Исходный отрывок –
===============

Оно (бытие), разумеется, никак на это не откликается, но людям все равно кажется, что бытие подвергается их воздействию, становится то драматичнее, то спокойнее, то предстает в виде конца времен и прекращения истории человечества, но все это опредмеченные человеческие реакции – с самим бытием ничего не происходит по существу. Единственно, что может сподвигнуть наше бытие к изменению, это столкновение с другим, равнозначным ему бытием, каковое воображаемо всего лишь в наших самых отважных фантазийных проекциях. (Вообразим, в конце концов, что человечество может повстречаться с внеземным разумом, скорее всего, существующего в иных координатах реальности).

Учитывая всю непомерную сложность данной категории – бытия, тем более хочется отчетливее вглядеться в те явления искусства, в которых эта объективная стороны жизни представлена с изумительной верностью и глубиной адекватного выражения. Это все великие имена – и Гомер, и Данте, и Шекспир, и Толстой, и Шолохов, конечно же.

* * *

Надо честно признаться, что при подходе к миру Шолохова мы встречаемся с целым рядом интеллектуальных задач, какие простым сопоставлением или аналогией его мира с творчеством какого-либо писателя, или какой-либо художественной школы, стилевого направления не работают. Хотя они, безусловно, видны, что называется, при первом взгляде на «Тихий Дон», к примеру. Тут сразу возникают ассоциации и параллельные пересечения разной плотности и сложности с Гомером, Толстым, русским реализмом в целом, с мировой романной традицией.

Однако такого рода взгляд становится расплывчатым и дефокусированным, как только мы начинаем углубляться в конкретный материал и вычленять то, что можно обозначить, как специфику художественного почерка, независимость и оригинальность эстетического миросозерцания, не говоря уже о философской основе творчества. Все это во многом не носит какого-либо определенного характера и требует дополнительных ухищрений, какие часто у ряда исследователей выглядят просто-напросто притянутыми за уши и не добавляют ясности к той проблеме, какая обозначена чуть выше.

===============

Цель задания A – Согласуются ли с отрывком утверждения (i) Бытие откликается на человеческие реакции, (ii) Среди великих имен в отрывке назван Данте и (iii) При первом взгляде на «Тихий Дон» возникают ассоциации с Гомером? Для каждого ответьте «да» или «нет» и приведите решающие слова отрывка точной цитатой.
Цель задания B – Выберите из записей каждую строку со словом «upholstered» и перепишите эти строки.
Отрывок и записи между собой не связаны.

===============

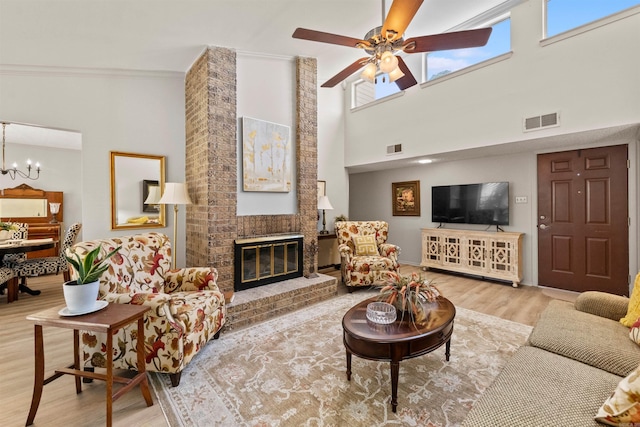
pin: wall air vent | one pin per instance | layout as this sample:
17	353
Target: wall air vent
394	149
540	122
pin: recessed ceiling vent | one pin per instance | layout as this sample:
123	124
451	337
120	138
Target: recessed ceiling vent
540	122
394	149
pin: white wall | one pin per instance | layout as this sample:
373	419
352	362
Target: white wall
591	78
137	112
266	91
331	153
371	199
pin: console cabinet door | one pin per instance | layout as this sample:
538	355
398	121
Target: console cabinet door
486	254
452	255
431	249
476	253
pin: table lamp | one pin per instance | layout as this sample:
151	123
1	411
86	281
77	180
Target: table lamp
324	203
175	193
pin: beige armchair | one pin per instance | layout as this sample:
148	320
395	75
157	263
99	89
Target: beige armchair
365	254
187	308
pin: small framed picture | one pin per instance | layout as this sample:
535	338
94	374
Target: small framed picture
322	188
406	198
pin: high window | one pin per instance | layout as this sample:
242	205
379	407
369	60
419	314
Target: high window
365	92
444	62
564	15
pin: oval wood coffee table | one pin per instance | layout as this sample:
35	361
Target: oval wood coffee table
400	340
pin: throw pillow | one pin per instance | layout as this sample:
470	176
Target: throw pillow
634	333
365	245
633	312
623	407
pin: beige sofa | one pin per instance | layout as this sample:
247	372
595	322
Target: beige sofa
575	357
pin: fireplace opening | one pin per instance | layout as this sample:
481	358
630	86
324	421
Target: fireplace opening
264	260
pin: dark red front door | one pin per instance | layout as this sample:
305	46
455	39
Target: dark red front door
583	233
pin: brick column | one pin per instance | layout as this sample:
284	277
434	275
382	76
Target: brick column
210	99
307	156
211	171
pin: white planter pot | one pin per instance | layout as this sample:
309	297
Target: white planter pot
80	298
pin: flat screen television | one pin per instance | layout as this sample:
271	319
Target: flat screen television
486	203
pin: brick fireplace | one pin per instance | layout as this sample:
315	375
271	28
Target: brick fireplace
264	260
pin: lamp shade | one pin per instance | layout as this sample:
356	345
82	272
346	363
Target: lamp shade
388	62
395	74
154	195
369	72
175	193
54	207
324	203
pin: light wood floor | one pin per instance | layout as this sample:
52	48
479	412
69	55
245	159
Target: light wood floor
60	406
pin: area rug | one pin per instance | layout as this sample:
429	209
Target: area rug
291	371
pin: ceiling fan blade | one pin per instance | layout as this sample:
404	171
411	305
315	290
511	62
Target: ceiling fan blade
319	36
346	72
400	15
446	41
407	80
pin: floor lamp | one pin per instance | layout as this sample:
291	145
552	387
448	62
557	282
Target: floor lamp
175	193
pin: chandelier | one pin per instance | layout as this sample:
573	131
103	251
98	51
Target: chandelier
13	171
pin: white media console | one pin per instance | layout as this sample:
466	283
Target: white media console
483	253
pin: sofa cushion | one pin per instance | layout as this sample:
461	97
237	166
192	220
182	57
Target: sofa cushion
366	245
590	339
633	311
538	388
623	407
634	332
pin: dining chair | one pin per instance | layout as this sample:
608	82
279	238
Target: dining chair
21	232
48	265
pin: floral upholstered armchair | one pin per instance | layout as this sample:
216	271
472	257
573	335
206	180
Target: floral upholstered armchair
365	255
187	308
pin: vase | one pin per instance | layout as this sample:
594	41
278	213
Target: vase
80	298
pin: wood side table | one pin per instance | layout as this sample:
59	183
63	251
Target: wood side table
107	320
397	341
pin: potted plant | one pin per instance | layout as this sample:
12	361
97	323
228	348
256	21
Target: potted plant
81	294
409	294
6	229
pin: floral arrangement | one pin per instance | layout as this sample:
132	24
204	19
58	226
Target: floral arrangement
8	226
408	293
91	267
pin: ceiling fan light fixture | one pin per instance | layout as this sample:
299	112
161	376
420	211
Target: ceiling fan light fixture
369	72
388	62
395	74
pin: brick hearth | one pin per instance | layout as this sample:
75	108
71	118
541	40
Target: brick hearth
255	305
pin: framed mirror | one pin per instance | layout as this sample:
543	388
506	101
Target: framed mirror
137	181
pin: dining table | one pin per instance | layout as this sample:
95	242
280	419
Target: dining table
18	246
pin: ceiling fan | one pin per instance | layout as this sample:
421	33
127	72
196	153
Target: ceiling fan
382	43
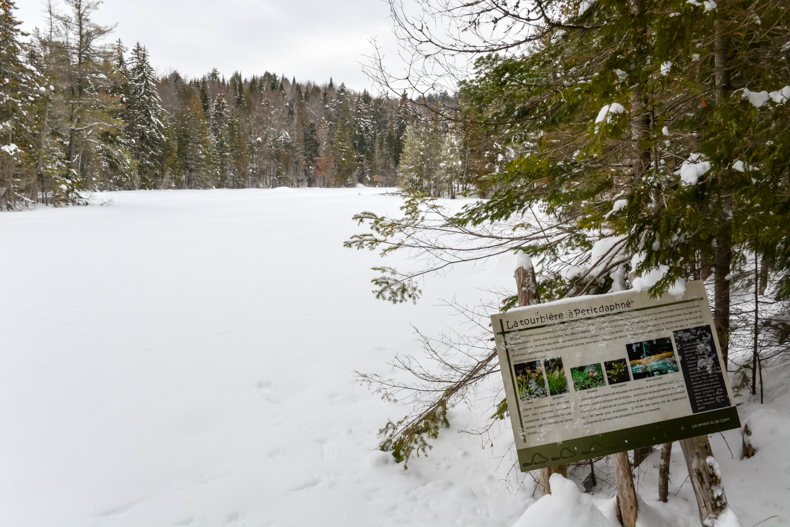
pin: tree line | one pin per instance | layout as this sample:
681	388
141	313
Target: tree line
79	112
627	144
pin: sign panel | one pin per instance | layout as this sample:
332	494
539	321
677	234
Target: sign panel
595	375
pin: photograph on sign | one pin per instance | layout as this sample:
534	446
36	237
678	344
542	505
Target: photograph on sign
601	374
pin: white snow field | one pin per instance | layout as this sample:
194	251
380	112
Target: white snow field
183	358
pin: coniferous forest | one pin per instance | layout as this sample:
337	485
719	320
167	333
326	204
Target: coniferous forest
80	111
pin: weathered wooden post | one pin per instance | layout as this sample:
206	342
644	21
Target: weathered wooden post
705	478
626	493
527	287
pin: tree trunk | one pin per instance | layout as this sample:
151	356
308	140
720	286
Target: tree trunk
527	288
705	478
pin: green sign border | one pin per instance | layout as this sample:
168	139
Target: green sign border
598	445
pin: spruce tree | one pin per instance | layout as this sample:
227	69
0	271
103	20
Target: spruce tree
145	119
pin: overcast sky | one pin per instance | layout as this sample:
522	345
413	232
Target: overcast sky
311	40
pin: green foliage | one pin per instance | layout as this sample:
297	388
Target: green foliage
409	437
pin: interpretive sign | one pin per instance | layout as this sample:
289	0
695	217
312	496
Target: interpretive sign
595	375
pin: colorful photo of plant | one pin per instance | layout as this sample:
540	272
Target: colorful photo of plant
555	375
530	381
651	358
616	371
586	377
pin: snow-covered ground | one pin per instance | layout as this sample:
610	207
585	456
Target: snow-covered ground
187	358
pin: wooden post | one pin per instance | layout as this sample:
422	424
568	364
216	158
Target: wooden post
626	493
527	288
705	478
663	472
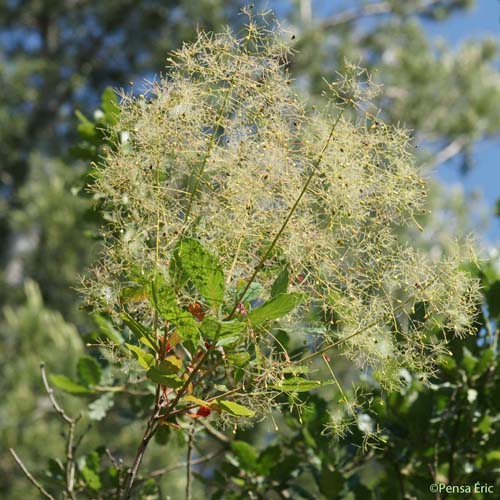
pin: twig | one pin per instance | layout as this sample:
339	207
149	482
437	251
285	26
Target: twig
189	472
447	153
196	461
215	433
150	431
371	9
70	445
28	474
291	212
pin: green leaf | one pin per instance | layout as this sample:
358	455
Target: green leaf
107	329
139	330
239	359
99	407
109	106
276	307
91	478
469	361
165	373
89	371
85	128
67	385
162	296
493	456
330	482
246	454
296	369
252	293
163	300
202	268
280	285
145	359
187	326
485	361
235	409
298	384
214	329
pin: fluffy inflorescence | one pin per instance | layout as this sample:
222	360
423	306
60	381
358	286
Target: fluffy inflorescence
221	148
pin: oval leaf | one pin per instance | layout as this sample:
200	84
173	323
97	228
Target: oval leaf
235	409
276	307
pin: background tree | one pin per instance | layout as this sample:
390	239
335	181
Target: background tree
58	56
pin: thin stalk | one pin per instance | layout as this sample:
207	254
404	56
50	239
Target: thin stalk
28	474
210	146
266	255
189	471
359	331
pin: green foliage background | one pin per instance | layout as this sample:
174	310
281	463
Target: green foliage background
58	56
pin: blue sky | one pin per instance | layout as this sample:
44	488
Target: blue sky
483	20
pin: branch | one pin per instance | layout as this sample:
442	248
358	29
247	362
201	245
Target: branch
189	472
196	461
70	445
215	433
27	473
447	153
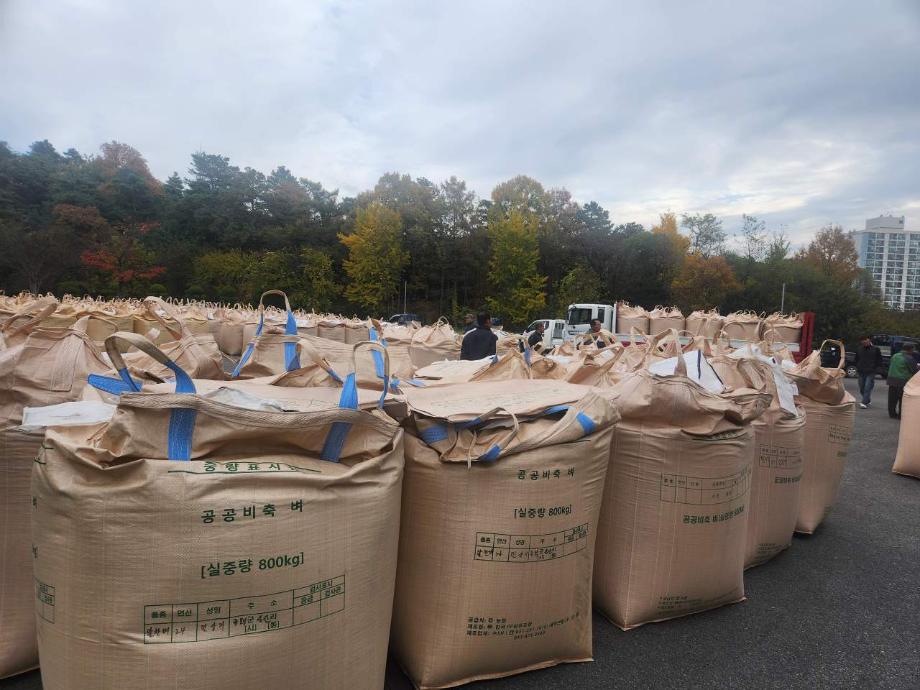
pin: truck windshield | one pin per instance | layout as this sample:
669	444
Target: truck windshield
579	316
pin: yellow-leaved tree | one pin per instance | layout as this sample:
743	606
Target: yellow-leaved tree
667	226
375	257
704	282
517	288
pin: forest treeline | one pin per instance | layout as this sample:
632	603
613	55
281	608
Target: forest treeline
102	224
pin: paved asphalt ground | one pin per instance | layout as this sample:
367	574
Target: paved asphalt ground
839	609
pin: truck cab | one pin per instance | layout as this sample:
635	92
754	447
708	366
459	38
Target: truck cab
581	315
554	333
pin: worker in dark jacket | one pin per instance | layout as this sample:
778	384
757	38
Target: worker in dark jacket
536	338
479	342
902	367
868	362
596	335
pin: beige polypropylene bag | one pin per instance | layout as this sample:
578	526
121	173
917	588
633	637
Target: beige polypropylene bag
631	317
340	358
785	328
495	556
255	564
16	328
742	325
356	331
663	319
198	356
51	366
779	436
907	460
705	323
453	371
273	347
828	429
434	343
829	415
229	335
331	328
820	384
672	532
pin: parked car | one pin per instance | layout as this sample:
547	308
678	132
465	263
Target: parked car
404	319
887	344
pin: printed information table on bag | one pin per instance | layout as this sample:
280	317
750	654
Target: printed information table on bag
527	548
213	620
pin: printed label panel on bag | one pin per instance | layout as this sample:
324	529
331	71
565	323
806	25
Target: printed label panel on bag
779	457
213	620
530	548
837	433
44	597
681	488
499	626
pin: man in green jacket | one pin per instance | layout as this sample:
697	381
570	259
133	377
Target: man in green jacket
902	367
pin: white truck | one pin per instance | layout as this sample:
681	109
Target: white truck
581	316
554	333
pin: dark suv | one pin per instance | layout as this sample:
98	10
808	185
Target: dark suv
404	319
888	344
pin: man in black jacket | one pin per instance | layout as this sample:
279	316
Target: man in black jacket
479	342
536	338
868	362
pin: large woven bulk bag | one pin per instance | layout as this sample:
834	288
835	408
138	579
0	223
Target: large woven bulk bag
356	331
16	328
197	544
306	324
907	460
331	328
783	328
779	436
272	350
66	314
662	319
453	371
197	355
828	429
821	384
50	366
705	323
631	317
510	366
433	344
339	356
672	532
195	317
829	415
500	507
742	325
230	334
397	340
155	323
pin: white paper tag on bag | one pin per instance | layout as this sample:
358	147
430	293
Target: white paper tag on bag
81	413
698	369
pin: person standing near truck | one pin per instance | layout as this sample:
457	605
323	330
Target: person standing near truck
536	338
479	342
902	367
596	335
868	362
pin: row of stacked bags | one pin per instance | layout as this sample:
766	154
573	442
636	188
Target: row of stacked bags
169	522
739	325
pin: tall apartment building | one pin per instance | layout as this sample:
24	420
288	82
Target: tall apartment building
892	255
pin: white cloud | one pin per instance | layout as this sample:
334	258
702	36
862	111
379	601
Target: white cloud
801	113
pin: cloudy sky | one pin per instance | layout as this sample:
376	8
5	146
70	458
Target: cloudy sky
803	113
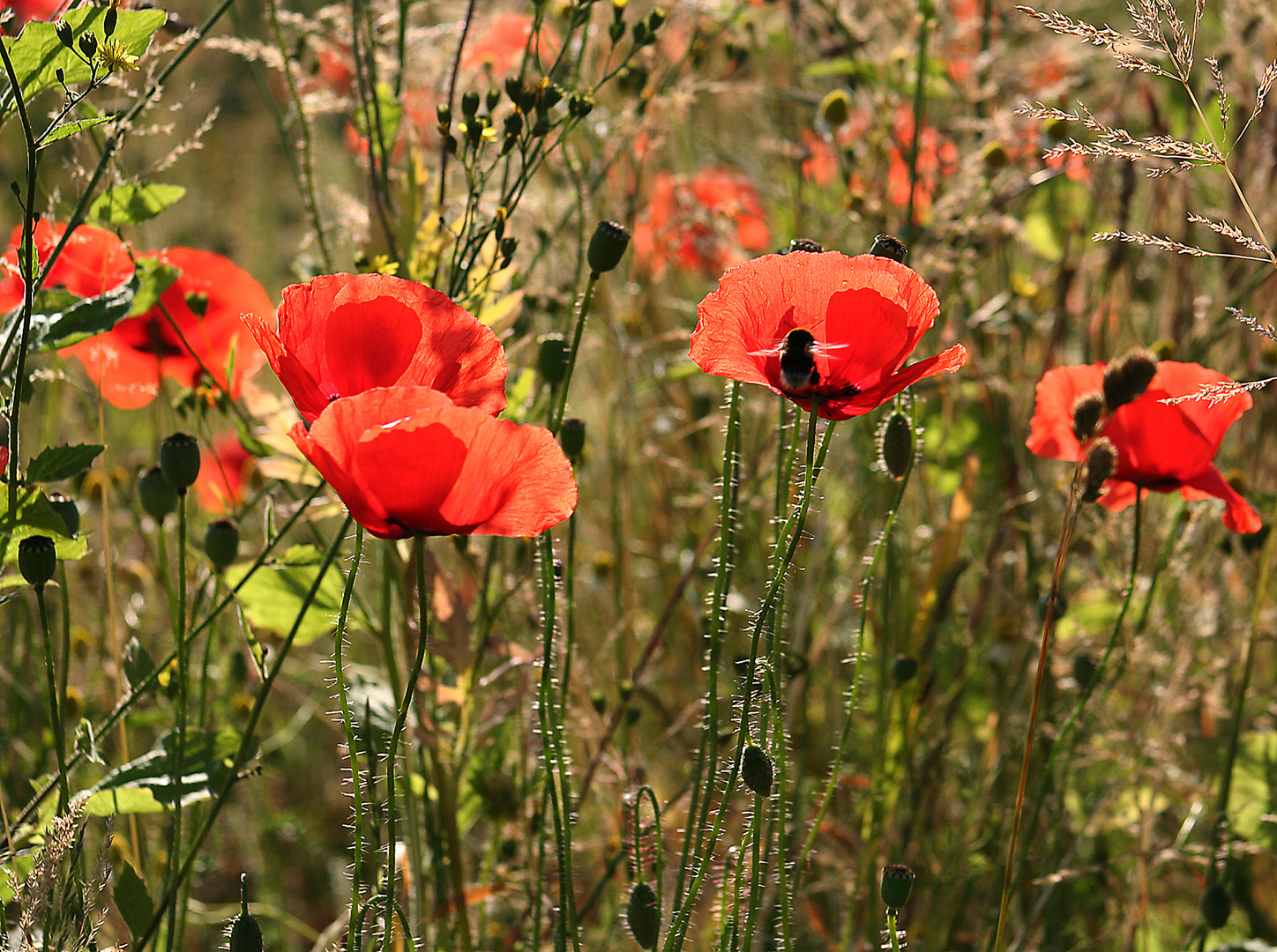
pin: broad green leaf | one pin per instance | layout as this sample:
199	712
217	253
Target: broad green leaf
34	516
56	464
131	205
273	598
71	128
133	900
205	767
37	53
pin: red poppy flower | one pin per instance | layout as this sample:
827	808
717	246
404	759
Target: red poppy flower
220	484
92	262
201	336
821	325
407	459
1160	445
341	335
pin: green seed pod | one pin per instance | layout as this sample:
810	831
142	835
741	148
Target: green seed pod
221	543
904	669
37	559
643	914
179	461
1216	906
756	771
895	445
159	498
607	245
552	356
897	884
572	438
67	508
889	247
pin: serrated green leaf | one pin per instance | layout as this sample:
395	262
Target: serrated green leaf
56	464
37	54
131	205
273	598
131	900
71	128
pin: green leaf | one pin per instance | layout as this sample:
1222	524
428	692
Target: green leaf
131	898
210	758
71	128
34	516
37	53
131	205
56	464
273	598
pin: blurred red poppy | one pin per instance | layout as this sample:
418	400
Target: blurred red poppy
194	332
92	262
1160	447
220	484
341	335
821	325
407	461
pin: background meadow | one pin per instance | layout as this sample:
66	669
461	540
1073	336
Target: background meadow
310	139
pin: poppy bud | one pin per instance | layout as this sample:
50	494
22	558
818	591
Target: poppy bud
572	438
179	461
159	498
1128	376
904	669
895	445
552	358
835	108
221	543
65	507
889	247
607	245
1100	466
1087	410
756	771
37	559
1216	906
643	915
897	884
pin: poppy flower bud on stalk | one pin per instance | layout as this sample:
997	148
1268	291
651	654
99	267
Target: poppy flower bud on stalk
1128	378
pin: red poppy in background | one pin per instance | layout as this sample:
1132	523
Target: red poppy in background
1160	445
222	473
91	263
194	332
821	325
407	461
342	335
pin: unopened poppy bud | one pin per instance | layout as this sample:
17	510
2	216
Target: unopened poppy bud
1216	906
179	461
643	915
889	247
835	108
1100	466
895	445
1128	378
897	884
904	669
756	771
221	543
157	495
37	559
607	247
572	438
552	358
1087	411
65	507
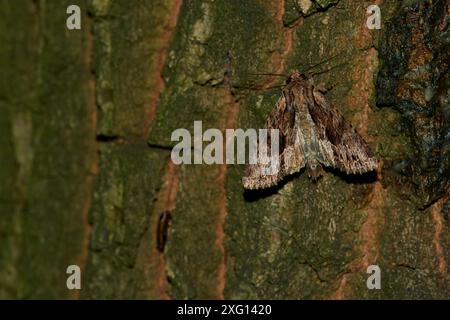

===============

Ответ A –
(i) Нет: «Оно (бытие), разумеется, никак на это не откликается».
(ii) Да: «и Гомер, и Данте, и Шекспир, и Толстой, и Шолохов».
(iii) Да: «Тут сразу возникают ассоциации и параллельные пересечения разной плотности и сложности с Гомером».

Ответ B –
pin: floral upholstered armchair | one pin per instance | layout as this sample:
Target: floral upholstered armchair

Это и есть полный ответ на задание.